• _Excerpt_:
One tiny model, every LLM API. Drop-in test server for OpenAI, Anthropic, Bedrock, and Vertex.

These details have not been verified by PyPI

Project links

Project description

LLM Katan - Lightweight LLM Server for Testing

A lightweight LLM serving package using FastAPI and HuggingFace transformers, designed for testing and development with real tiny models.

🎬 See Live Demo Interactive terminal showing multi-instance setup in action!

Features

🚀 FastAPI-based: High-performance async web server
🤗 HuggingFace Integration: Real model inference with transformers
⚡ Tiny Models: Ultra-lightweight models for fast testing (Qwen3-0.6B, etc.)
🔄 Multi-Provider: Serve the same model as OpenAI, Anthropic, and more (Bedrock, Vertex coming soon)
🎯 API Compatible: Drop-in replacement for provider endpoints with correct response formats
🔐 Auth Validation: Each provider requires its native auth header (e.g., Authorization for OpenAI, x-api-key for Anthropic)
📦 PyPI Ready: Easy installation and distribution
🛠️ vLLM Support: Optional vLLM backend for production-like performance

Quick Start

Installation

Option 1: PyPI

pip install llm-katan

Option 2: Docker

# Pull and run the latest Docker image
docker pull ghcr.io/yossiovadia/llm-katan/llm-katan:latest
docker run -p 8000:8000 ghcr.io/yossiovadia/llm-katan/llm-katan:latest

# Or with custom model
docker run -p 8000:8000 ghcr.io/yossiovadia/llm-katan/llm-katan:latest \
  llm-katan --served-model-name "TinyLlama/TinyLlama-1.1B-Chat-v1.0"

• _Tasks to perform_:
1. Swap "FastAPI" for "Starlette" in the LLM Katan project description, starting at "A lightweight LLM" and ending at "testing (Qwen3-0.6B, etc.)", and write out that stretch.
2. Carry on writing the LLM Katan project description past its last line.
You won't need the data at all.

• _Data under study_:
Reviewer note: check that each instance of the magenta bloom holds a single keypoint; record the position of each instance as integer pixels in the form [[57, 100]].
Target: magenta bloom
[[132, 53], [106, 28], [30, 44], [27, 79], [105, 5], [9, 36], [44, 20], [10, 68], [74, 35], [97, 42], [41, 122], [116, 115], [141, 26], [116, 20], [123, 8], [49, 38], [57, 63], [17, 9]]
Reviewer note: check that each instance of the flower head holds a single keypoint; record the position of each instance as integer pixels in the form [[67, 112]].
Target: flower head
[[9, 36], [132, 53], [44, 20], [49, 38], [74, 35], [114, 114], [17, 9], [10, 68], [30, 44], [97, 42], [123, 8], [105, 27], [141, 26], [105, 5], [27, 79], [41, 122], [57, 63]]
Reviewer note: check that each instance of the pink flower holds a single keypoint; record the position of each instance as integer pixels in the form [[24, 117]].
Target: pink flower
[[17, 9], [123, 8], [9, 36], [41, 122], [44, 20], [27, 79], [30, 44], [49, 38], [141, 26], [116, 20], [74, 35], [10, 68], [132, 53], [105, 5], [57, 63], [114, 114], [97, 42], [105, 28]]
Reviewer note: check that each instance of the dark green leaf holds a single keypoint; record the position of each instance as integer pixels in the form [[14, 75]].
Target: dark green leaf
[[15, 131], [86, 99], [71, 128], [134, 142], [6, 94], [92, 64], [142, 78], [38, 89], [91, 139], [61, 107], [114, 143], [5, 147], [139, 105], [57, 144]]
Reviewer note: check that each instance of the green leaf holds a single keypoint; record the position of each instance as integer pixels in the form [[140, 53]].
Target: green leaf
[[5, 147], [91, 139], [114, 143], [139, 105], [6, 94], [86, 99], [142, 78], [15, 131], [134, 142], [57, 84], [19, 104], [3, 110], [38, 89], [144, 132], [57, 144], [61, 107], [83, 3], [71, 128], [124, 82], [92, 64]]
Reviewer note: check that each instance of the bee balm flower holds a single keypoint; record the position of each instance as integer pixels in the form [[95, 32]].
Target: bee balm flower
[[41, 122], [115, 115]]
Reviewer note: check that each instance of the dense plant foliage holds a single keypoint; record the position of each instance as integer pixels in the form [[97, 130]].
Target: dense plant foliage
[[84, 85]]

• _Answers in order_:
1.
A lightweight LLM serving package using Starlette and HuggingFace transformers, designed for testing and development with real tiny models.

🎬 See Live Demo Interactive terminal showing multi-instance setup in action!

Features

🚀 Starlette-based: High-performance async web server
🤗 HuggingFace Integration: Real model inference with transformers
⚡ Tiny Models: Ultra-lightweight models for fast testing (Qwen3-0.6B, etc.)

2.
Setup

HuggingFace Token (Required)

LLM Katan uses HuggingFace transformers to download models. You'll need a HuggingFace token for:

Private models
Avoiding rate limits
Reliable model downloads

Option 1: Environment Variable

export HUGGINGFACE_HUB_TOKEN="your_token_here"

Option 2: Login via CLI

huggingface-cli login

Option 3: Token file in home directory

# Create ~/.cache/huggingface/token file with your token
echo "your_token_here" > ~/.cache/huggingface/token

Get your token: Visit https://huggingface.co/settings/tokens

Basic Usage

# Echo mode — no model download, instant startup, no torch needed
llm-katan --model my-test-model --backend echo --providers openai,anthropic

# Start server with a tiny model (quantization enabled by default for speed)
llm-katan --model Qwen/Qwen3-0.6B --port 8000

# Start with custom served model name
llm-katan --model Qwen/Qwen3-0.6B --port 8001 --served-model-name "TinyLlama/TinyLlama-1.1B-Chat-v1.0"

# Disable quantization for higher accuracy (slower)
llm-katan --model Qwen/Qwen3-0.6B --port 8000 --no-quantize

# With vLLM backend (optional)
llm-katan --model Qwen/Qwen3-0.6B --port 8000 --backend vllm

Multi-Instance Testing

🎬 Live Demo See this in action with animated terminals!

Note: If GitHub Pages isn't enabled, you can also download and open the demo locally

📺 Preview (click to expand)

# Terminal 1: Installing and starting GPT-3.5-Turbo mock
$ pip install llm-katan
Successfully installed llm-katan-0.1.8

$ llm-katan --model Qwen/Qwen3-0.6B --port 8000 --served-model-name "gpt-3.5-turbo"
🚀 Starting LLM Katan server with model: Qwen/Qwen3-0.6B
📛 Served model name: gpt-3.5-turbo
✅ Server running on http://0.0.0.0:8000

# Terminal 2: Starting Claude-3-Haiku mock
$ llm-katan --model Qwen/Qwen3-0.6B --port 8001 --served-model-name "claude-3-haiku"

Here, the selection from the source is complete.